Description of the task: What is needed is the run of lines from the one with "the wooden cutting" through the close of the data, set down exactly.

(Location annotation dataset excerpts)
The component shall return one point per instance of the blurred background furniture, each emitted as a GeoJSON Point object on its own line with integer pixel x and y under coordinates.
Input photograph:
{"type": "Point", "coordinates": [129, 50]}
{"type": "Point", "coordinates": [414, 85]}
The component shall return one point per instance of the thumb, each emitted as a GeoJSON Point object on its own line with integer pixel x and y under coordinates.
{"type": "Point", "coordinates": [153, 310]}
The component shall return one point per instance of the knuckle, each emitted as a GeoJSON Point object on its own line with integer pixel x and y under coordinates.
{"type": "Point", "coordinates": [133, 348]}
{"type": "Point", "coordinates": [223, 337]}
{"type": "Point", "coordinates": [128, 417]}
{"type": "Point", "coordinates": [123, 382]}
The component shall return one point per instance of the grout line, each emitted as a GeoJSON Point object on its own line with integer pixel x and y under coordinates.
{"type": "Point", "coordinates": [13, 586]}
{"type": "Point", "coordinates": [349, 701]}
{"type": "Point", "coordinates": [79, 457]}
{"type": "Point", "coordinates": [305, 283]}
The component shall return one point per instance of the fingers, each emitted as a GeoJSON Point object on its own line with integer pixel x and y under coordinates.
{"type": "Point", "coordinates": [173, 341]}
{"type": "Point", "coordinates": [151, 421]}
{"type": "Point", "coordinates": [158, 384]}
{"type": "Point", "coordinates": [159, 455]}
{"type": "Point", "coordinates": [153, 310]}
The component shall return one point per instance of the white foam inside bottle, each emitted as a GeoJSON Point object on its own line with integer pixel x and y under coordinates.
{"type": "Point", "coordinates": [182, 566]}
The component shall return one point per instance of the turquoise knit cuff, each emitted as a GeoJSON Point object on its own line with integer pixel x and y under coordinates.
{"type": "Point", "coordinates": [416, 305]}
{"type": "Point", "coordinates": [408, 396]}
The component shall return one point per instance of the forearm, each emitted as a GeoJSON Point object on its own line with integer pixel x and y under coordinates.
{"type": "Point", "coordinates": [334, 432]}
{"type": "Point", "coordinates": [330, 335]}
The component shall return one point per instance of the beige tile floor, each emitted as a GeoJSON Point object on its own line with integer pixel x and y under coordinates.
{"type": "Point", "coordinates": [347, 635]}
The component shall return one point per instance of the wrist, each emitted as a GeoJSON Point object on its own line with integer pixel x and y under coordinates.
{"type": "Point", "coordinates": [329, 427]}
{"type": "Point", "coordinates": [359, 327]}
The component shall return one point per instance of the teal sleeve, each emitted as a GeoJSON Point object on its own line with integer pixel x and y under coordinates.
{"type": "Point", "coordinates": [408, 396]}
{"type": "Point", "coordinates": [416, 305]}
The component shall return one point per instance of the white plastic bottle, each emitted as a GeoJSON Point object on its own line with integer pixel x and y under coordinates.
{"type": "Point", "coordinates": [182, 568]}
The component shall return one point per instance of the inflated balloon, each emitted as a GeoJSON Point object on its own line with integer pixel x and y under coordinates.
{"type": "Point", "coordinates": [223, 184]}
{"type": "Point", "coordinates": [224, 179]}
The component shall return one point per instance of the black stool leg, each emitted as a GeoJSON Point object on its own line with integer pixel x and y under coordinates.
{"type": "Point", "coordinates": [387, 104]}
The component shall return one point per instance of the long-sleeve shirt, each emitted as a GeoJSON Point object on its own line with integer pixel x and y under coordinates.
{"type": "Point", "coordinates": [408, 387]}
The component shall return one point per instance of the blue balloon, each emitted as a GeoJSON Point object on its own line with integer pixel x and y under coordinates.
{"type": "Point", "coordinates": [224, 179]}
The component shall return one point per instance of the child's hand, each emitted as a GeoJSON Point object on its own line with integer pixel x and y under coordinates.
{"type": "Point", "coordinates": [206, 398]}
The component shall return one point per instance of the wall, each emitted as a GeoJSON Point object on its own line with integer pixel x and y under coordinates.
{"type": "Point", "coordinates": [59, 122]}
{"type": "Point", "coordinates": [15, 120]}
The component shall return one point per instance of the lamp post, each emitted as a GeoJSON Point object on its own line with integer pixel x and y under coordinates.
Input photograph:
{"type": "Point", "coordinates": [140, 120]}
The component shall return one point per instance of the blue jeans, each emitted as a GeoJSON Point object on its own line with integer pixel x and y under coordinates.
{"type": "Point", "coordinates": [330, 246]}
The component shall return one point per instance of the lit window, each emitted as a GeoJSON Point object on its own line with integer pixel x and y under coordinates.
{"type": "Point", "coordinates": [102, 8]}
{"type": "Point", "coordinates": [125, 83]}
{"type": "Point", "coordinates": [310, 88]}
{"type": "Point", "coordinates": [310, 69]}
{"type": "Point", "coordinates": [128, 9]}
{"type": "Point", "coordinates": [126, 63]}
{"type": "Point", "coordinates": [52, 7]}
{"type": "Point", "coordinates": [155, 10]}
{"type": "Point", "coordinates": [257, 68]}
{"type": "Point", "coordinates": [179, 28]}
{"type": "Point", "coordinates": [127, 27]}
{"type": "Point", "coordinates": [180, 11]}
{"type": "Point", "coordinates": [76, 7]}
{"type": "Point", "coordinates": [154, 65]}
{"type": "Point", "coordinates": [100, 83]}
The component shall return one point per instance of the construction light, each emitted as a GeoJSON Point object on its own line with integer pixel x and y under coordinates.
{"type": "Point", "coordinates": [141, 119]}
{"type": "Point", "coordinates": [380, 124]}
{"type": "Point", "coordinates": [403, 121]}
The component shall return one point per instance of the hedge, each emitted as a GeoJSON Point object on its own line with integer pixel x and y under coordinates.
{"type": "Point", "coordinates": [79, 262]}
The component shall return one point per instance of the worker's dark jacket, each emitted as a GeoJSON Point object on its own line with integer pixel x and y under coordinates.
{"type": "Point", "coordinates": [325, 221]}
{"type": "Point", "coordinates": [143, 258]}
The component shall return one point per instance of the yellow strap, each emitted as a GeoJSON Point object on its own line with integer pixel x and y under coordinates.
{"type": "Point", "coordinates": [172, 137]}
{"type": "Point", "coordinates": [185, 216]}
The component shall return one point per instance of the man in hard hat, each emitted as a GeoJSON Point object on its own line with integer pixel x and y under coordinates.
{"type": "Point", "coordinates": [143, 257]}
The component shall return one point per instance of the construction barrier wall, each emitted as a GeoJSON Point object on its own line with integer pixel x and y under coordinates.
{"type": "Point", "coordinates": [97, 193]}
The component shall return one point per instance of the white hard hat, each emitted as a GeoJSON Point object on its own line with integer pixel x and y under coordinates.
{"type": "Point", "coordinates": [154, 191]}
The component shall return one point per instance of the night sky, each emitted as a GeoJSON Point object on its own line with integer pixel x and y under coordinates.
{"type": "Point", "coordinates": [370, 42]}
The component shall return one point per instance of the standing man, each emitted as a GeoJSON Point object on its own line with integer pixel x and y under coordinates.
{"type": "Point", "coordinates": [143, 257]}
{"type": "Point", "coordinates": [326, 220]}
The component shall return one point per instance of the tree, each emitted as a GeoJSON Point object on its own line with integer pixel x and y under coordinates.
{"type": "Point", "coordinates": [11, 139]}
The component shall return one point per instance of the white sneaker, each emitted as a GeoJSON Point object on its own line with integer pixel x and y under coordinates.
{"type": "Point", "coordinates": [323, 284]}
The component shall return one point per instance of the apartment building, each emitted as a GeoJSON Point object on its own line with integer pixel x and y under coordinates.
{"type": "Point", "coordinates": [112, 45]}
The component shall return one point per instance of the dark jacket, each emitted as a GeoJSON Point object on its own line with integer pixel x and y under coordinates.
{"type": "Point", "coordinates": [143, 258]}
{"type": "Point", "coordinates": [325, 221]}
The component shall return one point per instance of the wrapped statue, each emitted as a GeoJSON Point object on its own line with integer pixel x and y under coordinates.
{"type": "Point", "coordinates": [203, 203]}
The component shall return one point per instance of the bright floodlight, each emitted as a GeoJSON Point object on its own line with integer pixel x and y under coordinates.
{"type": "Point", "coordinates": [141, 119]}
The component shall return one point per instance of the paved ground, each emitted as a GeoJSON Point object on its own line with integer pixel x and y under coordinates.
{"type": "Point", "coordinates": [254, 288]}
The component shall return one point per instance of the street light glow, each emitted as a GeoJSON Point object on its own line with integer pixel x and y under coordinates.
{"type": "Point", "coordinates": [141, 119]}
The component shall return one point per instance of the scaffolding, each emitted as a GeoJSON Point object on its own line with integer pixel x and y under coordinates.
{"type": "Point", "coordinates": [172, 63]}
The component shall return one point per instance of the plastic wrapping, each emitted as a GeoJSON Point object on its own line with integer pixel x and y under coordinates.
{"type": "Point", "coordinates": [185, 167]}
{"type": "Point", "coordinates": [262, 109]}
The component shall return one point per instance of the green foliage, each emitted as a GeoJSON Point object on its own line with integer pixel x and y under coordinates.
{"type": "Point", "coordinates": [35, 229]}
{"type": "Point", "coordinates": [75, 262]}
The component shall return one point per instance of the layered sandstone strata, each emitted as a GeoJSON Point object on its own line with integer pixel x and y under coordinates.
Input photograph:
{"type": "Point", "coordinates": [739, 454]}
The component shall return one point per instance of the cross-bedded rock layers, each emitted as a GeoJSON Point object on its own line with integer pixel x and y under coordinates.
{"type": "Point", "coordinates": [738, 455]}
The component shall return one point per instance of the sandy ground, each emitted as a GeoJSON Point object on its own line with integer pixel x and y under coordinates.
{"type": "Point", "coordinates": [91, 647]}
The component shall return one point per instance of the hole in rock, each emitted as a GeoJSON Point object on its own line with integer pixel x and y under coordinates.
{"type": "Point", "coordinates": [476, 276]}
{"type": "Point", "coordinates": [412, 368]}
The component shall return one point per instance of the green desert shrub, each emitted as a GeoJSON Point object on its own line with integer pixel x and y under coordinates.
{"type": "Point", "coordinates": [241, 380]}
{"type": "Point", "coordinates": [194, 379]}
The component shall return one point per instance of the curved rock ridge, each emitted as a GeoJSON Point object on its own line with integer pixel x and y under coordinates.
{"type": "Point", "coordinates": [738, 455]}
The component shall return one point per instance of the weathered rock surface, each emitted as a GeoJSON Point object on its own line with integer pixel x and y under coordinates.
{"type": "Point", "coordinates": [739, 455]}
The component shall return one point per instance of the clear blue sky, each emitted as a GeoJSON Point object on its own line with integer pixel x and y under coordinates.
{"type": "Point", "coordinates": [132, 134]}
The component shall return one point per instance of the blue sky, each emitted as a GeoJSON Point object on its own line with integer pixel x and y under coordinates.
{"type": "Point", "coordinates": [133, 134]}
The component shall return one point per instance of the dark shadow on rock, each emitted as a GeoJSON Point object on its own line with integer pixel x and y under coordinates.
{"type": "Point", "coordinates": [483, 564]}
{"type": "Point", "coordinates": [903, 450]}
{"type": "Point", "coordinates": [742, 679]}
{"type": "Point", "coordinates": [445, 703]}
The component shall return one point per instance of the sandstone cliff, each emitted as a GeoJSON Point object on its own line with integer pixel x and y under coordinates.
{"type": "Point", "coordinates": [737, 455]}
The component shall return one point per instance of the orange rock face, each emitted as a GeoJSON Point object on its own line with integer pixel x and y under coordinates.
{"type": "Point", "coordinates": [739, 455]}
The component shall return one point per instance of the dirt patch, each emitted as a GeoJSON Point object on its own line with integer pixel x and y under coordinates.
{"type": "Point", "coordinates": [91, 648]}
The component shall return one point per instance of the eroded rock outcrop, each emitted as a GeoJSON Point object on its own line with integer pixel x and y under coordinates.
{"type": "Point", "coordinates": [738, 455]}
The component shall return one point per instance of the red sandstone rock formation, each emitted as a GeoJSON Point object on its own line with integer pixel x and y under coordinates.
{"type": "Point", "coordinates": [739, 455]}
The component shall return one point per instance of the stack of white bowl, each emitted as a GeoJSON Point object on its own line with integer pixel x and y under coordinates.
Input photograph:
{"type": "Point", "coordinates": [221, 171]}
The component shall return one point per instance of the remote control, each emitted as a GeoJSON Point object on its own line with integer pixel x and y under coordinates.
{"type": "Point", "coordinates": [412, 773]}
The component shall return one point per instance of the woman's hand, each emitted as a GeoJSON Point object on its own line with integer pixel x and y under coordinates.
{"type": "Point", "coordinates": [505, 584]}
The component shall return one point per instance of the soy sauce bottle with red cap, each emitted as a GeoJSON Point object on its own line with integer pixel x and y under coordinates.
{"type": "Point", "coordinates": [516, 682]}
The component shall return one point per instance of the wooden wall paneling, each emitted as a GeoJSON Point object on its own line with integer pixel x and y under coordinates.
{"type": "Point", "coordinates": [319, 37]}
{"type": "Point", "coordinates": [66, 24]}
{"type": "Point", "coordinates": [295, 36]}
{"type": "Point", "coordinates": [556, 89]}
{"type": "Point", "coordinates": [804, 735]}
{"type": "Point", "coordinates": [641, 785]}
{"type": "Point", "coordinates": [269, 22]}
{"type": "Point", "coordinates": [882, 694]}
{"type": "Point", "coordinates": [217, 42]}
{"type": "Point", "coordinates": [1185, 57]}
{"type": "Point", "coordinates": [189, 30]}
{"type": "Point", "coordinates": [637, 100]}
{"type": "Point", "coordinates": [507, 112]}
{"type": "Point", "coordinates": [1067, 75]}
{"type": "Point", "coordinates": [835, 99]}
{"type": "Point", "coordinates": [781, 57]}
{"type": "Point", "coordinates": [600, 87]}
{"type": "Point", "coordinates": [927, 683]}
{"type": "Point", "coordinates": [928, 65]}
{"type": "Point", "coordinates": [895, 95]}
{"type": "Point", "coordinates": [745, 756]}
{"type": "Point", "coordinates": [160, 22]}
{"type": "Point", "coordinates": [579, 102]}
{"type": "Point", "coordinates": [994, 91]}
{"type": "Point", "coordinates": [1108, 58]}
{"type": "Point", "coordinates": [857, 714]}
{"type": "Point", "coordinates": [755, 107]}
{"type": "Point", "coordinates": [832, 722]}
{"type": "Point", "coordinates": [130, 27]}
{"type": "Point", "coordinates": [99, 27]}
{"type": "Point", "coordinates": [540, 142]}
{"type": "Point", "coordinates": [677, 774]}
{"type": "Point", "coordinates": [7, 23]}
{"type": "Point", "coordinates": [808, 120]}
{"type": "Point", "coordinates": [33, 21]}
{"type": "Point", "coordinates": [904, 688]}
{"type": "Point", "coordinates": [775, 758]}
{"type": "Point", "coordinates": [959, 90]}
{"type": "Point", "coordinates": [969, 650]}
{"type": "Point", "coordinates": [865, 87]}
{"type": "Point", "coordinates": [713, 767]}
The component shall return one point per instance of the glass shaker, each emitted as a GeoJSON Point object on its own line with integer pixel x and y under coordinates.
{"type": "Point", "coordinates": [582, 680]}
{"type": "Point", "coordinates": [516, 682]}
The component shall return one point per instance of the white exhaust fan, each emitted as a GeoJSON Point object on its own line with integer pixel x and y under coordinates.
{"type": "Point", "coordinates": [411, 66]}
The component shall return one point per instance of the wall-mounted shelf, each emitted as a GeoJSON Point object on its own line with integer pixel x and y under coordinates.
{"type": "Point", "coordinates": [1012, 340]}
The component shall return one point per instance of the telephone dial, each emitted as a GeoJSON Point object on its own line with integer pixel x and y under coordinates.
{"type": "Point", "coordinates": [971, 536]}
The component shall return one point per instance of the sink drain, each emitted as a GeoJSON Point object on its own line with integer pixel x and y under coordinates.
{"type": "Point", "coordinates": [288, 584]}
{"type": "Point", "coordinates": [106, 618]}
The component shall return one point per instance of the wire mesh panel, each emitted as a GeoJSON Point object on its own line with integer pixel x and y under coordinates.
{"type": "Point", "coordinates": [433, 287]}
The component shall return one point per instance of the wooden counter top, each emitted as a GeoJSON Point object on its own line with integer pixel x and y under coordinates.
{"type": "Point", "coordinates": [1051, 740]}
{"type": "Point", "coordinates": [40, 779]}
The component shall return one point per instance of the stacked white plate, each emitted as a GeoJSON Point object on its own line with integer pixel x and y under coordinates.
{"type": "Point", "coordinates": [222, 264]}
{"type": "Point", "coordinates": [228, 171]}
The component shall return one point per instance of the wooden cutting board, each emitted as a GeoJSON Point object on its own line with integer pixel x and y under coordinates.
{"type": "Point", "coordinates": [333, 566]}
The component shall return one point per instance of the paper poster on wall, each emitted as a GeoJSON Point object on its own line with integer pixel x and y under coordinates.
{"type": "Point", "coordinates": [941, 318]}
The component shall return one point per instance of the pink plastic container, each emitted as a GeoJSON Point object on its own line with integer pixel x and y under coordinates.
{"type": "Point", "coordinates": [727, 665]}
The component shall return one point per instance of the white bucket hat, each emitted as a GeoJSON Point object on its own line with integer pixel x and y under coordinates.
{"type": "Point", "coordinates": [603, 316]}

Solution for this exercise:
The component shall return one point per instance of the wooden cutting board, each emitted as a GeoJSON Point object on its own line with integer pixel x and y under coordinates.
{"type": "Point", "coordinates": [333, 566]}
The component shall return one point per instance of the paper poster on wall, each emitted as a GeoJSON Point object on its own line with integer pixel x and y under coordinates.
{"type": "Point", "coordinates": [941, 318]}
The component shall return one point per instance of the pink plastic container, each emitted as a GeoJSON Point object on its own line with integer pixel x and y under coordinates.
{"type": "Point", "coordinates": [727, 665]}
The component shall return one point per instance of the white bucket hat, each emitted as a GeoJSON Point object on its own line with integer pixel x and y under coordinates.
{"type": "Point", "coordinates": [603, 316]}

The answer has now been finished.